- **EXCERPTED PASSAGE**
Building the Bench for a More Diverse and Inclusive Climate Movement
For decades, we have known that the environmental movement has a critical diversity problem. This is in part due to lack of effort from organizations to recruit from BIPOC communities, unconscious bias in hiring, lack of intentional leadership development for BIPOC staff, and financial barriers stemming from generations of oppression that make unpaid internships nonviable.
The funding for organizations who could shift this reality is shamefully low. Only 1.4% of philanthropic dollars go to Black-led organizations, 1.48% goes to Latinx-led organizations, and less than 0.6% of them go to Native American-led organizations. These statistics are for the overall field of philanthropy, not even focusing on the environmental space alone. The leadership and learning opportunities in these groups are immense, but the resources they receive don’t match the potential.
The Equation Campaign is committed to filling critical gaps in funding for the climate movement, and a strong, deep, and talented “bench” of diverse climate leaders is a major gap. The Equation Campaign Fellows program is a low-lift, high-impact program that eases the burdens on organizations with the capacity, expertise, and energy to work with and train emerging BIPOC leaders in the climate space. This program provides funding for high impact organizations, predominately ones led by BIPOC, that are fighting the oil and gas industry to support a fellow for a designated amount of time. Fellows will gain experience, wisdom, and crucial connections while making a living wage that allows them to do so without sacrificing their economic wellbeing.
We have three goals for the Fellows program:
- Knowledge transfer of critical skills like finance campaigning, public speaking, direct action, community organizing from experts to young leaders
- Developing the voice and leadership of young BIPOC climate justice activists
- Deepening the bench and expertise from critical communities so they can lead the conversation on climate
Ayisha Siddiqa | Ayisha is a tribal, Pakistani environmentalist, and a youth climate leader who has campaigned on human rights and climate change, and organized multiple school strikes since 2019. Her fellowship at NYU’s Climate Litigation Accelerator (CLX) supports her ability to connect youth climate activists around the world with lawyers to defend and protect their rights and security when they face reprisals for their work.
Angela Johnson | Angela is the Director of Operations & Community Engagement at Memphis Community Against Pollution (MCAP), supporting and organizing 50 volunteers, enhancing MCAP’s communications strategy, and building relationships with local environmental justice networks.
Shelli Meyer | Shelli, a first-time activist, is a Landowner Organizer at Pipeline Fighters Hub, hosting community meetings and interacting with landowners impacted by risky pipelines, ensuring that communications are consistent, presenting information at county commission meetings, and building new relationships with landowners.
Kasey Kinsella | Kasey, who helped plan the MVP Route Walk in 2021, works with 7 Directions of Service to develop the Bannister Riverkeeper program, coordinate special events and actions, develop curriculum for schools, and pursue research projects in conjunction with Indigenous communities.

- **EXERCISE BRIEF**
Extend the passage on the Equation Campaign Fellows program, beginning immediately after its final sentence.

- **ENTRIES SUPPLIED**
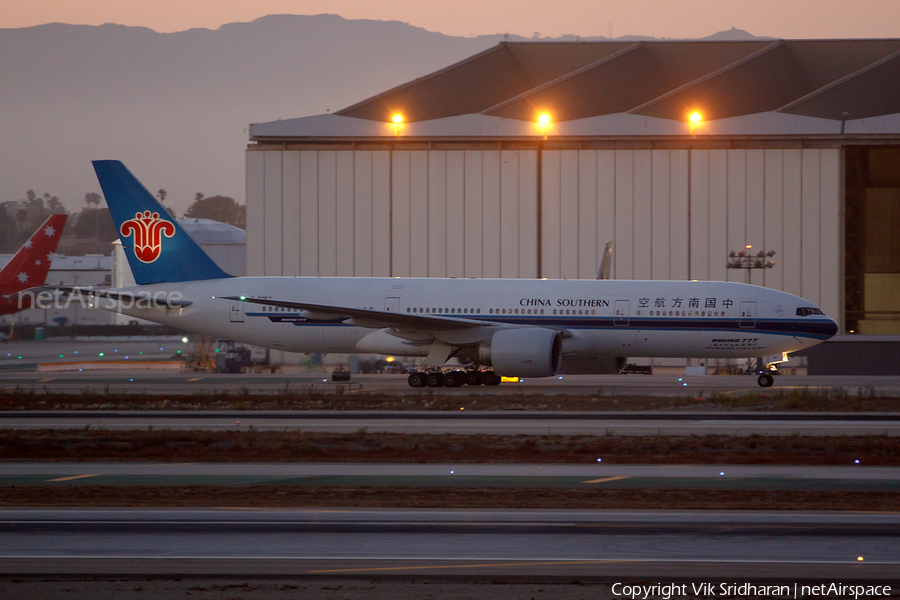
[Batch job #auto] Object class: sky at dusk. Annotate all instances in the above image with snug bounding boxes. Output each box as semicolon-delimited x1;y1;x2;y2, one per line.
0;0;900;39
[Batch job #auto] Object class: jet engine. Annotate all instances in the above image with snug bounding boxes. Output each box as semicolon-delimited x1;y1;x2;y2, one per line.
478;327;562;377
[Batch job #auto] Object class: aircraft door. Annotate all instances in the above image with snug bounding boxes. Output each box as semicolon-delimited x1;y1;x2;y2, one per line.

- **RESPONSE**
Mikayla Gingrey | Unkitawa‘s Climate Justice Fellow, Mikayla, works alongside Native and Indigenous Climate Justice leaders to gather firsthand knowledge related to what it means to protect and honor the land, water, and air for us now and for the next seven generations. Mikayla works with communities to tell their stories, and is developing a docuseries highlighting the importance of climate justice from the perspectives, actions, and lived experience of Native and Indigenous leaders.
Deanna Santiago | Deanna, a member of the tribe reconnecting with ancestral ways and history, provides administrative support to the Carrizo Comecrudo Tribe of Texas while learning about geological and tribal history. She also coordinates intergenerational youth programming to involve local and tribal youth in the fight to protect ancestral land.
Crystal Mello | Crystal, POWHR‘s Community Educator and Advocate, helps community members along MVP’s pathway identify their climate justice needs, mobilizes and empowers those communities to collectively resolve those needs, and conducts outreach, base-building, training, education, and leadership development targeted especially to low-income Appalachians.
Healthy Gulf | Healthy Gulf is in the process of selecting three fellows with financial support from Equation Campaign. Healthy Gulf focuses on a just transition that moves us away from extractive systems of energy production, consumption, and political oppression, and towards resilient, regenerative and equitable economies.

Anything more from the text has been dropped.